● Set exercise: Extract each line below that contains the string "beige", treating uppercase and lowercase letters as distinct.
— Start Data shown —
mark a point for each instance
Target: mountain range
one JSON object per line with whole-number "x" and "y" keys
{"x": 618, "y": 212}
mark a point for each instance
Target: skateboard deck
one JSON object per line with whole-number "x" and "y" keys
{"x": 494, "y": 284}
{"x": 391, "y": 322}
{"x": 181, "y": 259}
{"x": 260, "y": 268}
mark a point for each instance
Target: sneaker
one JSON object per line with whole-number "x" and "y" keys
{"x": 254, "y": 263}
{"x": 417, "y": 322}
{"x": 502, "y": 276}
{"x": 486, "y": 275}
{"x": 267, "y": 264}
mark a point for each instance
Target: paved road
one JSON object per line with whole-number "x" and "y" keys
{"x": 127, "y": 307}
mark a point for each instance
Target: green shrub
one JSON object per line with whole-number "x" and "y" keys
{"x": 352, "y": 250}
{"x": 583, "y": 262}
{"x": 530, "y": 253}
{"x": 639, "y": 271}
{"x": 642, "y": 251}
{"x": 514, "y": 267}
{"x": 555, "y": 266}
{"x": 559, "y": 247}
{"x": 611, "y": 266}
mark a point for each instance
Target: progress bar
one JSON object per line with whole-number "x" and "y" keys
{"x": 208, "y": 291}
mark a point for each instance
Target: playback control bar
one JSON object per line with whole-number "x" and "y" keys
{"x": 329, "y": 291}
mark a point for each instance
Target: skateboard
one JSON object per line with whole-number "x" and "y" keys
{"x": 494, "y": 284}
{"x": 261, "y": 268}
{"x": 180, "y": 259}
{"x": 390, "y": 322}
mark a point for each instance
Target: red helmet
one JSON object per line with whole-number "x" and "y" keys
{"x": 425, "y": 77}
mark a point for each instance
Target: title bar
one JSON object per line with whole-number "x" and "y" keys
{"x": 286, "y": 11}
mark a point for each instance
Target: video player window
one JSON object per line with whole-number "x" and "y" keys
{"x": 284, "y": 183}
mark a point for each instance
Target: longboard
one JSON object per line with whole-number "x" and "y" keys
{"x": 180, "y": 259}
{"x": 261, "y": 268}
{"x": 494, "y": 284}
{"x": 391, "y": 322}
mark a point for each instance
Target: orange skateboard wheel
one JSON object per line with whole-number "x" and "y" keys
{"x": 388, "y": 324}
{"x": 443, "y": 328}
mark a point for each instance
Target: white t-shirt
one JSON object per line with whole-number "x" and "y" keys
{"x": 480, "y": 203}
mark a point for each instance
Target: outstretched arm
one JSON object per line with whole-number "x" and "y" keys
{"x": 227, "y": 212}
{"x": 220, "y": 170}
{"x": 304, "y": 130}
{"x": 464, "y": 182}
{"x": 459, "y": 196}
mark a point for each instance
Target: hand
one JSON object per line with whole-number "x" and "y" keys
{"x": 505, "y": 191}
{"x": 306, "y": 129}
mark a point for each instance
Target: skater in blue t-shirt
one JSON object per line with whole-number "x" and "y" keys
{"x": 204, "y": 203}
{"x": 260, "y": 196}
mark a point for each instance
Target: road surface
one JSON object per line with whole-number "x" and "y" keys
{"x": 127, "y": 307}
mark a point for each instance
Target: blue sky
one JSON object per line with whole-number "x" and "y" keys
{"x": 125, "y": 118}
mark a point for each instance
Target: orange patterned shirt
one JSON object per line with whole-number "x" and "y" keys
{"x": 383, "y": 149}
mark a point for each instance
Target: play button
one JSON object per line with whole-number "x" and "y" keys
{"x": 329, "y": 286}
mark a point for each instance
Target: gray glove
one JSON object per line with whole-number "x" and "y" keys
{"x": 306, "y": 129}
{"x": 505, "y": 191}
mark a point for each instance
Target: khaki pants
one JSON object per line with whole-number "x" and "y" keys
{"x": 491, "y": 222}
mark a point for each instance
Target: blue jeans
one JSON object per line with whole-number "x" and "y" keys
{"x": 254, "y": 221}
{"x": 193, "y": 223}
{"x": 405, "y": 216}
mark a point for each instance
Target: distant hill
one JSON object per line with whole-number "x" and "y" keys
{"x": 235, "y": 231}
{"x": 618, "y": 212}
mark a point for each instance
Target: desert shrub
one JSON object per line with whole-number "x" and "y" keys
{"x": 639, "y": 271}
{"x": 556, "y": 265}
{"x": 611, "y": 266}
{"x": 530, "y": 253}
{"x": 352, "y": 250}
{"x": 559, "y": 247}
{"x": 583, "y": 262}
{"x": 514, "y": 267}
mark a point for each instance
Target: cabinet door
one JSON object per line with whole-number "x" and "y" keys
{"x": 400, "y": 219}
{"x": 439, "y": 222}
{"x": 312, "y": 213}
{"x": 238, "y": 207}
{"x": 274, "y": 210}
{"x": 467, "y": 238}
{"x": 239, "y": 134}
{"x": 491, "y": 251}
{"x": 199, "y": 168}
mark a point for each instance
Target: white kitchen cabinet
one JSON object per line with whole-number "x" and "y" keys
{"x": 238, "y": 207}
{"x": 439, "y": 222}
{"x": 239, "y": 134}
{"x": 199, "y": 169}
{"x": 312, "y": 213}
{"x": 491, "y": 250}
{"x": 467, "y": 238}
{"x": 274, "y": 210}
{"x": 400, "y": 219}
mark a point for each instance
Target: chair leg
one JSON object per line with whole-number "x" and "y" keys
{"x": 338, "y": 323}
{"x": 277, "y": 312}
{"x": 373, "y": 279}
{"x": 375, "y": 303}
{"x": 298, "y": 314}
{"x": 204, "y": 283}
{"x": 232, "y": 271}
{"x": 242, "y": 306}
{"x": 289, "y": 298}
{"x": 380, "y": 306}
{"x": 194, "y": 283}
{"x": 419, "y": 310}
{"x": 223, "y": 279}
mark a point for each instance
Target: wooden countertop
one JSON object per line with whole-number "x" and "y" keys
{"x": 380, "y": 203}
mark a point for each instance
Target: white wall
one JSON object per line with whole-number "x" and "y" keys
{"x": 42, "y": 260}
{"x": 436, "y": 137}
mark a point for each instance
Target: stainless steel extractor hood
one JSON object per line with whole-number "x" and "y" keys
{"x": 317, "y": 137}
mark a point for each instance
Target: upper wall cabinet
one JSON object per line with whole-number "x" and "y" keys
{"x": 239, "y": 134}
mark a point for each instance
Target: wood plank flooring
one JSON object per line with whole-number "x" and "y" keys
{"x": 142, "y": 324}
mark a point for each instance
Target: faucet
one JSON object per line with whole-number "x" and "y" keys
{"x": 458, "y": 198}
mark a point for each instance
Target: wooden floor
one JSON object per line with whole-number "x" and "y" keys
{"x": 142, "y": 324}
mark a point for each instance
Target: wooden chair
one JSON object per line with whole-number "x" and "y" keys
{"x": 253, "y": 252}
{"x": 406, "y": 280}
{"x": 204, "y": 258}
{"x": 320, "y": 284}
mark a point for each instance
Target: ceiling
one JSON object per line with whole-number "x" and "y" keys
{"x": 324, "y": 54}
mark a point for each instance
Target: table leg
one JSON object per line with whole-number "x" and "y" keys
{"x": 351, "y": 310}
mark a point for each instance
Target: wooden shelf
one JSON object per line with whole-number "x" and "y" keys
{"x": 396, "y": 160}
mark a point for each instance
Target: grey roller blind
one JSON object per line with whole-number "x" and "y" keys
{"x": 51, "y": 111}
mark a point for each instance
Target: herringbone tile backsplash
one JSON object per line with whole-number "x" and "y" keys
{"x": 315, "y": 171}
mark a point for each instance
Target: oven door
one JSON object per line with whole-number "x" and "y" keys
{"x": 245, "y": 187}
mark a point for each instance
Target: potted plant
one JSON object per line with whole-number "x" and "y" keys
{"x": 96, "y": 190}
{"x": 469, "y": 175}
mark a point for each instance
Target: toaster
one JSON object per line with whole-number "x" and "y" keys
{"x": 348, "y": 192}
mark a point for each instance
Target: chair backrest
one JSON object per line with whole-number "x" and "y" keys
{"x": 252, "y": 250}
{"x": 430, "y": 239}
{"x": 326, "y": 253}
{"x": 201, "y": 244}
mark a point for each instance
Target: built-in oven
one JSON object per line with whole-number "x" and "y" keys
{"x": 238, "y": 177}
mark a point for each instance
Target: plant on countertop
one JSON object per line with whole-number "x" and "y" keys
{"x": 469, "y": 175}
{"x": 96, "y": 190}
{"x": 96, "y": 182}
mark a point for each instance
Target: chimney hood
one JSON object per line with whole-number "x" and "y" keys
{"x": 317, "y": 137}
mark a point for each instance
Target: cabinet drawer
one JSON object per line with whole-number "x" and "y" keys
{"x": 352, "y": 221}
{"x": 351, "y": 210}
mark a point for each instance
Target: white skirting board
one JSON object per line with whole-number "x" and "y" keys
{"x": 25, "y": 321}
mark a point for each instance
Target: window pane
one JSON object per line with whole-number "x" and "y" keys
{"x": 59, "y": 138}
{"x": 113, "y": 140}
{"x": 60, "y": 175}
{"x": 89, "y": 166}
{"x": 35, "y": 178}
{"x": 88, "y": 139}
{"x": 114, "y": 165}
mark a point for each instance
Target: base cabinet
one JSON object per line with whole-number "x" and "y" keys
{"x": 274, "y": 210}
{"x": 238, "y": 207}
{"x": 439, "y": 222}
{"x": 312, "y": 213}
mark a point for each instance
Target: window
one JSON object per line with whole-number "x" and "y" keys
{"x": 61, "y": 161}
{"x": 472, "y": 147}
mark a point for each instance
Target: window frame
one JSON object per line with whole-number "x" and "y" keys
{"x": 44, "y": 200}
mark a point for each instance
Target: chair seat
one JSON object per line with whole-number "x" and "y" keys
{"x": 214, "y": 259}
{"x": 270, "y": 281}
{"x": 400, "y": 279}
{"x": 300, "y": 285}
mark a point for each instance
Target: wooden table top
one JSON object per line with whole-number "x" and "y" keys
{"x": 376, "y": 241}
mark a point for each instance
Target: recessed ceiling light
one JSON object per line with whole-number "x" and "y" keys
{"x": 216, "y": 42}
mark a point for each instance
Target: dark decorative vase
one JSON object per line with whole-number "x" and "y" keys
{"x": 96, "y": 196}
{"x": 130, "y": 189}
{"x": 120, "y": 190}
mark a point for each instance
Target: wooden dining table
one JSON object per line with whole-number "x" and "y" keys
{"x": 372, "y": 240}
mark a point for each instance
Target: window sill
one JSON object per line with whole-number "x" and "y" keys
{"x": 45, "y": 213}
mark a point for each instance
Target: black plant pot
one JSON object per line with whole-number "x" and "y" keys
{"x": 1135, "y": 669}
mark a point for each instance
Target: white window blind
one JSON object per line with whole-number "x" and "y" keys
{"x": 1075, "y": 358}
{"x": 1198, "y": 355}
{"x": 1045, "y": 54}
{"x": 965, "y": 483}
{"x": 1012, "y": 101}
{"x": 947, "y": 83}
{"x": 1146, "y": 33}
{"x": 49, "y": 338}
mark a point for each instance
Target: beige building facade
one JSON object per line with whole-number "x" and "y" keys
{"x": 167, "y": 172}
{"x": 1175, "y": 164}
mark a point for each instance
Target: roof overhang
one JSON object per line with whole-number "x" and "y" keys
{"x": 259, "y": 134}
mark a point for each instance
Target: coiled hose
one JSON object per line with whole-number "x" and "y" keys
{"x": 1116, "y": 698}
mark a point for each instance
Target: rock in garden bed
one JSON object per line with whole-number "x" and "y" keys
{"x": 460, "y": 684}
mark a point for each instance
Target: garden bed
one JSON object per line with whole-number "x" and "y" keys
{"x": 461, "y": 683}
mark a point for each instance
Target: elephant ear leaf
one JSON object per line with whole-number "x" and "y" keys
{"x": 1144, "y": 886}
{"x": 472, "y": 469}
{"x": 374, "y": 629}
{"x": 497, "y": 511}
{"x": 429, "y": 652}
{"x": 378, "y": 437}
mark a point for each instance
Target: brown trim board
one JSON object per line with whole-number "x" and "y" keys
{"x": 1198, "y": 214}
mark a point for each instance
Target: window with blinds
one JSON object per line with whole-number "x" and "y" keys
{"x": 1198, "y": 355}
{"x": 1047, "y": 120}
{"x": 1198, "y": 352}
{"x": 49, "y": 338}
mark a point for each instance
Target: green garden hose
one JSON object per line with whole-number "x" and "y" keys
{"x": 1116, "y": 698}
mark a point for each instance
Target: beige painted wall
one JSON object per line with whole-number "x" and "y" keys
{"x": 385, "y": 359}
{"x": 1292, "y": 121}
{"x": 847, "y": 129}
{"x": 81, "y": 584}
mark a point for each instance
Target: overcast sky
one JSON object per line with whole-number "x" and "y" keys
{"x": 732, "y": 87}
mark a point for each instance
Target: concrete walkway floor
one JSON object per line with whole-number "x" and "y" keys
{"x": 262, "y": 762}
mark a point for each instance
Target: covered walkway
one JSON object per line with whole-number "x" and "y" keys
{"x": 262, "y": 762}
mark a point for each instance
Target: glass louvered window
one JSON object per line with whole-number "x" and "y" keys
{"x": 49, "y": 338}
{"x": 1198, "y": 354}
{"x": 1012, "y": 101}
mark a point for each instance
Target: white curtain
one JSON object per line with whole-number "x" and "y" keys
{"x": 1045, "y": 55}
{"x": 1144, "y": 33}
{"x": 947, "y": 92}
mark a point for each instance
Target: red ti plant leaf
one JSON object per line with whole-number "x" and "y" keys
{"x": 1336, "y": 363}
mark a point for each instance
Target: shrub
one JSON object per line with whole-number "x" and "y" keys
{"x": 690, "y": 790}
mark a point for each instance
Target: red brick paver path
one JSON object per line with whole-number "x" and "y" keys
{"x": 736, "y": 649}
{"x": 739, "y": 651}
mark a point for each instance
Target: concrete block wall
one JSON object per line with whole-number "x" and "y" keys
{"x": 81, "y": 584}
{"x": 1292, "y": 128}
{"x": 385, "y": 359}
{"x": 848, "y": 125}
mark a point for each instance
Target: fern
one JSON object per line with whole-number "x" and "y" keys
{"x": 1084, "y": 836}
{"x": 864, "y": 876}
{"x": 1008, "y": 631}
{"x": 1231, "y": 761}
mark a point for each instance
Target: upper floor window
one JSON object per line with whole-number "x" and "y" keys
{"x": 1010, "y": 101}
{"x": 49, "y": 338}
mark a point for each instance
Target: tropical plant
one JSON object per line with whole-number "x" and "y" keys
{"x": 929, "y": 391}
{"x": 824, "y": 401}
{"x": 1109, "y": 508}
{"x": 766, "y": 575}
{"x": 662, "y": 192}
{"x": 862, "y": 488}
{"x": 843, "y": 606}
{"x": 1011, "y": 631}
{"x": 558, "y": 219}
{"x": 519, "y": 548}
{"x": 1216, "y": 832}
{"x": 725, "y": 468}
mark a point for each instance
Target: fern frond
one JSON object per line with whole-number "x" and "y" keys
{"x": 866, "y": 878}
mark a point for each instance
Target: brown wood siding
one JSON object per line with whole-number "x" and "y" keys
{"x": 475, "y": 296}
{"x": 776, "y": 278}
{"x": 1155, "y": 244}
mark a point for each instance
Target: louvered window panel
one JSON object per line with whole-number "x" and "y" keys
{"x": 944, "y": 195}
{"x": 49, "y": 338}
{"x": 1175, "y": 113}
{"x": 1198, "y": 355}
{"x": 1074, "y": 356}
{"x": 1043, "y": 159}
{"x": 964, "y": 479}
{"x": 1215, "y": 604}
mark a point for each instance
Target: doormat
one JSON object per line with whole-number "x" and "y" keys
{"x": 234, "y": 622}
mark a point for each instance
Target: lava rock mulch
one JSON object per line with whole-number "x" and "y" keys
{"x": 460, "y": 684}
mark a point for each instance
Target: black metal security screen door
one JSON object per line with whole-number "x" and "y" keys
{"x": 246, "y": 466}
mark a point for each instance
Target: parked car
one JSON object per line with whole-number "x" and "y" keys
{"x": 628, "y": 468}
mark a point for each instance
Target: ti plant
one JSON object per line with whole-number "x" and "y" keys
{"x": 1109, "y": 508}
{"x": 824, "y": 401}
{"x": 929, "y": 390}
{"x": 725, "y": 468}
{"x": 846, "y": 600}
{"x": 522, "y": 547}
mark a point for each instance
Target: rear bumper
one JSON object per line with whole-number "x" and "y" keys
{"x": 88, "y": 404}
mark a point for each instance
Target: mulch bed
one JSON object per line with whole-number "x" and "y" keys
— End Data shown —
● Reply:
Target: beige building facade
Target: beige painted wall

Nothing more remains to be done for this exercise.